▶ [Exercise aim]: Copy verbatim the part of the records that opens with the line containing "of the shrub" and closes with the line containing "350], [237, 348]]", both of those lines included.

########################################

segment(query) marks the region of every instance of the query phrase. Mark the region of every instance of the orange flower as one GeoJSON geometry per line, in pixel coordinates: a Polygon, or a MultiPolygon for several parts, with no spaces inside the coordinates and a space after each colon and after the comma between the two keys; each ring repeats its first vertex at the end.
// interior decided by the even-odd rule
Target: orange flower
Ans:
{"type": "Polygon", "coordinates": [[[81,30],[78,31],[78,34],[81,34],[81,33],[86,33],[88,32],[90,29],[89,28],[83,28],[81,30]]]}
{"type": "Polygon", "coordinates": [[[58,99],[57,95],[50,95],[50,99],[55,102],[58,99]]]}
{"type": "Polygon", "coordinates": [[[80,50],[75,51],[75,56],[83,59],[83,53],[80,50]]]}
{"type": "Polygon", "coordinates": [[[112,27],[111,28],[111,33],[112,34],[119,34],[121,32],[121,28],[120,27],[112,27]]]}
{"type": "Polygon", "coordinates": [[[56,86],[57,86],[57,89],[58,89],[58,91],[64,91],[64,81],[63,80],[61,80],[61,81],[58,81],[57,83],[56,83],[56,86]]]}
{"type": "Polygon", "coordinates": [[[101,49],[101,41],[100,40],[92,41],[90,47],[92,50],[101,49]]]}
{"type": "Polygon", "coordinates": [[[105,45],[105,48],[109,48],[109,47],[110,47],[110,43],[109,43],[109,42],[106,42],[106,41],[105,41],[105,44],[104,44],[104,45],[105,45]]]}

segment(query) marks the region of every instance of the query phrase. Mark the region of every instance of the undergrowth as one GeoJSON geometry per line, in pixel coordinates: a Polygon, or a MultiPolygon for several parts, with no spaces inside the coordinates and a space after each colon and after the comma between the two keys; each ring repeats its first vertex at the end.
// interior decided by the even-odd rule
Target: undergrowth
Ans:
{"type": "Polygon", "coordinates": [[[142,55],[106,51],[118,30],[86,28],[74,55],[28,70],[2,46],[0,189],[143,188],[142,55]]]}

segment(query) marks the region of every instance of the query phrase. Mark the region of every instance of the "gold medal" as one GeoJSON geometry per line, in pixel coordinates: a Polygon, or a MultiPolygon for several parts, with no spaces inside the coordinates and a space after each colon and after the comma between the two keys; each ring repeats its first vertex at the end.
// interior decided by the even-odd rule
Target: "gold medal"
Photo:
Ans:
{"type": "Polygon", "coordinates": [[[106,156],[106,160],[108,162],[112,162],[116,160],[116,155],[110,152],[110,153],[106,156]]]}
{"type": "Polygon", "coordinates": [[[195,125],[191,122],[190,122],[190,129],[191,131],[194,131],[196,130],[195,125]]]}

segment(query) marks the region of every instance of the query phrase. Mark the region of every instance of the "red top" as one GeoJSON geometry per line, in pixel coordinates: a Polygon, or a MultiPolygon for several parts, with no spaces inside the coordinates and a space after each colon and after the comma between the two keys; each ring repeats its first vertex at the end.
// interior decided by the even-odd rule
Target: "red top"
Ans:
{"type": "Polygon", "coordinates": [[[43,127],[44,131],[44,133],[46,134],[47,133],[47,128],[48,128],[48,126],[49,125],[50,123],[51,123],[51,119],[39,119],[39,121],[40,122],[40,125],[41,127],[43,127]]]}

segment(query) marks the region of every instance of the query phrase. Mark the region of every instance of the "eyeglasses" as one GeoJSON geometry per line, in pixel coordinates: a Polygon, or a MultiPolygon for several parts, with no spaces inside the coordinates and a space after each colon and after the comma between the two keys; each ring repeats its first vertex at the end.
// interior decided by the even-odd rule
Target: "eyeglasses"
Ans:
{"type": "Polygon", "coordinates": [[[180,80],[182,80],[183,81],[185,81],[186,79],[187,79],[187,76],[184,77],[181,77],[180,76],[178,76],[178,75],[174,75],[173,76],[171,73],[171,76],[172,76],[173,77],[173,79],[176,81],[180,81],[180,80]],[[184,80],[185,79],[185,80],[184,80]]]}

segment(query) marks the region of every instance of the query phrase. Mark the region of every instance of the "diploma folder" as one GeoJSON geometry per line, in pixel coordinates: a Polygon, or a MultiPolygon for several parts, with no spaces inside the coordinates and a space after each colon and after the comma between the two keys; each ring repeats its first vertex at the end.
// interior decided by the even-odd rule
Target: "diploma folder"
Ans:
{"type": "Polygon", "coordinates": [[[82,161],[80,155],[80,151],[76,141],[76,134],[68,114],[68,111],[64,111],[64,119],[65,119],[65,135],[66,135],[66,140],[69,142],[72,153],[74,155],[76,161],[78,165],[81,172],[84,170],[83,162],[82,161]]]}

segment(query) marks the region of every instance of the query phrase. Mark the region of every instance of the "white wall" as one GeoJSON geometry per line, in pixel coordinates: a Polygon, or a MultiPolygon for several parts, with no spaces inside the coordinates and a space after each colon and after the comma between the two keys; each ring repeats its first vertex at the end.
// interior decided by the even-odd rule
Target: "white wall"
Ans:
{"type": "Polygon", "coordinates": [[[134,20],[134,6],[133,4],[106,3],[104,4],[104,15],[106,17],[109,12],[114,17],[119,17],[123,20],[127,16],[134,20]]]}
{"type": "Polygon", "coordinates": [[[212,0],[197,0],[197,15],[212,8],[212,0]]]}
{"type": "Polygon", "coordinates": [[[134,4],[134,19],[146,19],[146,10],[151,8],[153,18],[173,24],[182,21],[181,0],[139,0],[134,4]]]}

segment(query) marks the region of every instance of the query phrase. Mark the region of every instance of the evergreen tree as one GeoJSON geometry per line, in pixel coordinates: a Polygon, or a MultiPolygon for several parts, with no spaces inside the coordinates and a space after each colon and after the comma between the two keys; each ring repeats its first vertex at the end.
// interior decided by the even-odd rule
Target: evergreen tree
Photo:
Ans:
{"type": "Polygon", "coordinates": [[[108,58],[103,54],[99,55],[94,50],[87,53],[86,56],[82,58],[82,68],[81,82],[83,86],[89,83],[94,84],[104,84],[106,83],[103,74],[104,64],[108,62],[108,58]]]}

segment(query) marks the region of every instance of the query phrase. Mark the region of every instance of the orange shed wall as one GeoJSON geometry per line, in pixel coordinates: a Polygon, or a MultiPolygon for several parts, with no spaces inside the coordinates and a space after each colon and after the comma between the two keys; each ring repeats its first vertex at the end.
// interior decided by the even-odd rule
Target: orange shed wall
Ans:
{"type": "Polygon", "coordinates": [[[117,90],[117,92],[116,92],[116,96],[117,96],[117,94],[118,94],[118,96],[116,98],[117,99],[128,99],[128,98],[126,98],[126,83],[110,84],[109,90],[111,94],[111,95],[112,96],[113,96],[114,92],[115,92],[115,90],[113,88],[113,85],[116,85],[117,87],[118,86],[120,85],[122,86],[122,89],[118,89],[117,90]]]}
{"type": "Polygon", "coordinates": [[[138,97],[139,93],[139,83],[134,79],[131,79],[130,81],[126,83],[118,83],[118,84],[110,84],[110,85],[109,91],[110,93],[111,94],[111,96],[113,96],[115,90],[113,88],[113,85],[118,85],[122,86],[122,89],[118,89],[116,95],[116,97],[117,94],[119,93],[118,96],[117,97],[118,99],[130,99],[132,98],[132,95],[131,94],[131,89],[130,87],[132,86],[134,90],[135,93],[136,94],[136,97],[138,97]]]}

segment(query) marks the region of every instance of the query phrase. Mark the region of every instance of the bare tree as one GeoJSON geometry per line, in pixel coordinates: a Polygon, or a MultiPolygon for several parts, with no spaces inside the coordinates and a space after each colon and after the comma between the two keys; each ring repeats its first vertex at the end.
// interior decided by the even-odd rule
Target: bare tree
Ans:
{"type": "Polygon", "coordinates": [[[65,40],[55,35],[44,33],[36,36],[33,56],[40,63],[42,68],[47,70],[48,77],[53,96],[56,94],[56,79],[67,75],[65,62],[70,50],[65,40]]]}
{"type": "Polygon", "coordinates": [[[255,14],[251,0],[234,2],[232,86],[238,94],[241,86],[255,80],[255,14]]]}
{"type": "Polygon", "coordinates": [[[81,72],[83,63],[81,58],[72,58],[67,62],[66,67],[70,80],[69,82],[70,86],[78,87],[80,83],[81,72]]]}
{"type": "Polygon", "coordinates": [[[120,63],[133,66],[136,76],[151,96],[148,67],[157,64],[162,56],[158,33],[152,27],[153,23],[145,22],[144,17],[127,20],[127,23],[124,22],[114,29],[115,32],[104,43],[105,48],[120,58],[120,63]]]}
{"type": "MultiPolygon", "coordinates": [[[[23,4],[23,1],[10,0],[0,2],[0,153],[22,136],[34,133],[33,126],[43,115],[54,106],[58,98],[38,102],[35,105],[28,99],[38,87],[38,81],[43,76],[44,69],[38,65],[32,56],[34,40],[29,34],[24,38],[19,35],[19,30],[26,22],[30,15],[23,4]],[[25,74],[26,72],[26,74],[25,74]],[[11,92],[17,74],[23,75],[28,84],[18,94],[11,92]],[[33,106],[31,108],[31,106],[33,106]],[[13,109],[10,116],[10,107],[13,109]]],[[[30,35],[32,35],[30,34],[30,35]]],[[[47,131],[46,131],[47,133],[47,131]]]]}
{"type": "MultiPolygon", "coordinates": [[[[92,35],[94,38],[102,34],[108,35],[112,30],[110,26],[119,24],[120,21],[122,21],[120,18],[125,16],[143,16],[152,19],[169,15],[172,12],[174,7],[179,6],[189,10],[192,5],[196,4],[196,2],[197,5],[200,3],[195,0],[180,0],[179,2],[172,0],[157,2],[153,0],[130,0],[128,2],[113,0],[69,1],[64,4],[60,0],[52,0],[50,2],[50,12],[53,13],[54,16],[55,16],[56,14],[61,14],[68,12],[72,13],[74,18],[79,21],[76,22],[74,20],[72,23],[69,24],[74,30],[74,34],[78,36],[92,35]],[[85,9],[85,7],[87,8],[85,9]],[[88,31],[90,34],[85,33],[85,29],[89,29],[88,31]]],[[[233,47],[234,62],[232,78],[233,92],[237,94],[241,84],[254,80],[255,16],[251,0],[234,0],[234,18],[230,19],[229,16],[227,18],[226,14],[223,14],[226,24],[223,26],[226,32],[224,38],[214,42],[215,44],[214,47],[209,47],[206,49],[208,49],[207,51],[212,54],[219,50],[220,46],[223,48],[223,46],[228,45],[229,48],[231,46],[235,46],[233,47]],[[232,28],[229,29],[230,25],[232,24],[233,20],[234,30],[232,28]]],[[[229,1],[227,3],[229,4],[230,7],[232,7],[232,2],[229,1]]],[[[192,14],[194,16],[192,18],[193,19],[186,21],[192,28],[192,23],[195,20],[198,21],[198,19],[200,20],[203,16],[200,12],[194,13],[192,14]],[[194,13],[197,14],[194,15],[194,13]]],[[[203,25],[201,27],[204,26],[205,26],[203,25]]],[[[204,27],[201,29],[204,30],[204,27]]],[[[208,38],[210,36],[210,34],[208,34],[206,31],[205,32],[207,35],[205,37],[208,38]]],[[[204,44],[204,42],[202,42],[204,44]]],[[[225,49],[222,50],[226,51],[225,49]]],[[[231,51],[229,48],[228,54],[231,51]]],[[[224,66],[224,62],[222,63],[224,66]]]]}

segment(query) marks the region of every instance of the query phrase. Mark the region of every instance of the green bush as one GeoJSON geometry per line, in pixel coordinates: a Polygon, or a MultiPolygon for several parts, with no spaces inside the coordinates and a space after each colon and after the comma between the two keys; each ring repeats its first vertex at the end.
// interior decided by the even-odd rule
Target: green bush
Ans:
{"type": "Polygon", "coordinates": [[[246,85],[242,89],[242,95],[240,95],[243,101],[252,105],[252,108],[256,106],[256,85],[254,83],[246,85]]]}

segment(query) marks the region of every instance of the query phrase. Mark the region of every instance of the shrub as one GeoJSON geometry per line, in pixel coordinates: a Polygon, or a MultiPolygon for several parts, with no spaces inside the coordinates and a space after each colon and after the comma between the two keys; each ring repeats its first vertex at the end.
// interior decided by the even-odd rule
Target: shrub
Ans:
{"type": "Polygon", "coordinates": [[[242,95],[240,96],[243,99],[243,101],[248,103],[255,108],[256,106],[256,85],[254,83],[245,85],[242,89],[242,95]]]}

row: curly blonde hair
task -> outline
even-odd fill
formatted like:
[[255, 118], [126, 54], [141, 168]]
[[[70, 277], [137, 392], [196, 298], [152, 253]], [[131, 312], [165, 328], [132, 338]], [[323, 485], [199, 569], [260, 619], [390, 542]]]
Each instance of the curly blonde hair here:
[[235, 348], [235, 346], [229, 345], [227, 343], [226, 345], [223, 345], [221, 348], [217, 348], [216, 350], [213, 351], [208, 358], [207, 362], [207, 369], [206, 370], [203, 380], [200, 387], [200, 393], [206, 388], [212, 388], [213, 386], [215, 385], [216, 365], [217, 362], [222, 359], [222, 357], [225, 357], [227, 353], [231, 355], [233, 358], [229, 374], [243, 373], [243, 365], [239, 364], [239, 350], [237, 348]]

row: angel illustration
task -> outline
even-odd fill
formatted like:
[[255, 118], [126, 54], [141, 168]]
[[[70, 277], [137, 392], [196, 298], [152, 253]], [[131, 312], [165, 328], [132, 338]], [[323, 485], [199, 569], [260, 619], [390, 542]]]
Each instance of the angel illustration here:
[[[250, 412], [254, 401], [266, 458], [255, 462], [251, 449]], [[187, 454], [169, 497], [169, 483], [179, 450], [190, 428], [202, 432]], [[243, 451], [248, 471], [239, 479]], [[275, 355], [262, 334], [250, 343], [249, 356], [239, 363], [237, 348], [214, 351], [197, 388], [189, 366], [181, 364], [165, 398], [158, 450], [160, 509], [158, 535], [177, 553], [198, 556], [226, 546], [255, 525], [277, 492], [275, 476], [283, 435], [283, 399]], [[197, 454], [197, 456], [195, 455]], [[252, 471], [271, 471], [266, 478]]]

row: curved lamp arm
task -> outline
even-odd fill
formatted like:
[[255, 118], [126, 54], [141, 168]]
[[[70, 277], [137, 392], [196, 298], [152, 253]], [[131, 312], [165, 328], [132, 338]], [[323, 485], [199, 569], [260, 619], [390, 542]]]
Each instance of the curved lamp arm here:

########################################

▶ [Full answer]:
segment(query) marks the region of every instance of the query phrase. Mark the region of every instance of the shrub as one GeoJSON geometry per line, in pixel coordinates: a Polygon, or a MultiPolygon for several parts, with no spaces inside the coordinates and a space after each colon and after the comma between the two keys; each ring repeats its first vertex at the end.
// interior decided by the even-odd rule
Target: shrub
Ans:
{"type": "Polygon", "coordinates": [[[242,95],[240,96],[243,99],[243,101],[248,103],[255,108],[256,106],[256,85],[254,83],[245,85],[242,89],[242,95]]]}

row: curly blonde hair
task -> outline
even-odd fill
formatted like:
[[255, 118], [126, 54], [141, 168]]
[[[70, 277], [137, 392], [196, 298], [152, 253]], [[131, 312], [165, 328], [132, 338]], [[323, 485], [199, 569], [260, 619], [390, 542]]]
Each instance of the curly blonde hair here:
[[235, 348], [235, 346], [229, 345], [227, 343], [226, 345], [223, 345], [221, 348], [217, 348], [216, 350], [213, 351], [208, 358], [207, 362], [207, 369], [206, 370], [203, 380], [200, 387], [200, 393], [206, 388], [212, 388], [213, 386], [215, 385], [216, 365], [217, 362], [222, 359], [222, 357], [225, 357], [227, 353], [231, 355], [233, 358], [229, 374], [243, 373], [243, 365], [239, 364], [239, 350], [237, 348]]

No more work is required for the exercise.